## PAGE:
----
|
From: Peter W. <pet...@ke...> - 2012-03-15 10:49:38
|
Hi There is a very useful blog by Joe Wicentowski on transforming text into XML which you can find at http://joewiz.posterous.com/an-under-appreciated-use-for-xquery-wrangling. As I have quite a lot of this to do, I started experimenting, and my effort is shown below. This successfully achieves a basic transformation of nearly 200 pages of text with footnotes at the bottom of each page and headers at the top. Incidentally it is useful to look at the text, with code revealed, eg in Word as this shows what is likely to work best when tokenizing. I run into problems when I try to replace specially marked note numbers in the text with the associated notes (I tried using following-sibling::note and matching the numbers without success) and also what to do about amalgating paragraphs crossing page breaks. Again I can see what might work reasonably well, eg paras starting with lower case after page breaks but I'm not sure how set out the XQuery to get there. Maybe I'll need to revert to manual from this point, but would be grateful to hear from anyone who has suggestions as to how I might proceed. Thanks Peter xquery version "1.0"; declare function local:transform-block($block) { (:To replace the note number in the text with a more identifiable marker:) let $text-with-marked-note-number := replace($block, '\s(\d)\s|\s(\d)$',' XXX$1$2 ') (:The next two lines replace the page headers with <pb/>:) return if (matches($text-with-marked-note-number, "THE OKEOVERS OF OKEOVER.*")) then <pb/> else if (matches($text-with-marked-note-number, "\dTHE OKEOVERS OF OKEOVER")) then <pb/> (:To identify footnotes and markup accordingly:) else if (matches($text-with-marked-note-number,'^\d\s')) then <note>{$text-with-marked-note-number}</note> (:Everything else marked up as element p:) else <p>{$text-with-marked-note-number}</p> }; let $file := doc('chsokeover.txt')/root (:Text tokenised on the basis of 3 carriage returns/spaces:) let $content :=tokenize($file, '\s{3,}') return <root> <head>The Okeovers of Okeover.</head> {for $block in $content (:Sends the tokenized text to be transformed:) let $result := local:transform-block($block) return $result} </root> |
----
Pointing and labeling entries:
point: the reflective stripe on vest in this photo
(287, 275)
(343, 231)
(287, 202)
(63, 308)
----
## INSTRUCTION 1:
Answer these questions about the post:
(a) How many pages of text does the basic transformation handle?
(b) What element does the code put in place of the page headers?
(c) What is the name of the file that the code loads?
## INSTRUCTION 2:
Transcribe every row of the pointing and labeling entries line for line, with no changes.

## REPLY 1:
(a) Nearly 200 pages.
(b) <pb/>
(c) chsokeover.txt

## REPLY 2:
point: the reflective stripe on vest in this photo
(287, 275)
(343, 231)
(287, 202)
(63, 308)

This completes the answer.